- **Excerpted text**:
The tensor diffusivity coefficient $D_{T D}$ is usually approximated isotropically from the continuous phase turbulent diffusivity:

Figure 3. EQUATION_DISPLAY

D_{T D} = C_{0} \frac{{ν_{c}}^{t}}{σ_{α}} I

(2024)

where:

${ν_{c}}^{t}$ is the continuous phase turbulent kinematic viscosity.
$σ_{α}$ is the turbulent Prandtl number for volume fraction. This is discussed in more detail in the following section.
The constant $C_{0}$ is not part of the model derivation, but has a default value 1 and you can vary it to test the sensitivity of the solution to this term.
$I$ is the identity matrix.

When a Reynolds stress tensor $R_{c}$ is modeled for the continuous phase, then an anisotropic approximation is also available:

Figure 4. EQUATION_DISPLAY

D_{T D} = C_{0} \frac{3}{2} \frac{C_{μ}}{σ_{α}} \frac{k_{c}}{ε_{c}} R_{c}

(2025)

Instead of choosing a model for the tensor diffusivity,

D_{T D}

, the essential difference between alternative dispersion coefficient models can be encapsulated as an effective Turbulent Prandtl Number,

σ_{α}

. This number signifies the ratio of momentum diffusivity over the volume fraction diffusivity due to continuous phase velocity fluctuations.

- **Problems to solve**:
- 1) Using the excerpt on tensor diffusivity, answer each question:
(a) What default value does the constant C0 have?
(b) What must be modeled for the continuous phase for an anisotropic approximation to be available?
(c) What ratio does the turbulent Prandtl number signify?
- 2) In the excerpt on tensor diffusivity, write out the stretch from "The tensor diffusivity coefficient" through "the following section." with "kinematic viscosity" changed to "eddy viscosity".

- **Data provided**:
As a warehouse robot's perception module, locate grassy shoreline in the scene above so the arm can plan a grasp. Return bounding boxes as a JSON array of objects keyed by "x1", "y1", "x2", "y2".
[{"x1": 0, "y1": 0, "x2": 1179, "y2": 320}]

- **Final results**:
- 1)
(a) 1
(b) A Reynolds stress tensor
(c) The ratio of momentum diffusivity over the volume fraction diffusivity due to continuous phase velocity fluctuations

- 2)
The tensor diffusivity coefficient $D_{T D}$ is usually approximated isotropically from the continuous phase turbulent diffusivity:

Figure 3. EQUATION_DISPLAY

D_{T D} = C_{0} \frac{{ν_{c}}^{t}}{σ_{α}} I

(2024)

where:

${ν_{c}}^{t}$ is the continuous phase turbulent eddy viscosity.
$σ_{α}$ is the turbulent Prandtl number for volume fraction. This is discussed in more detail in the following section.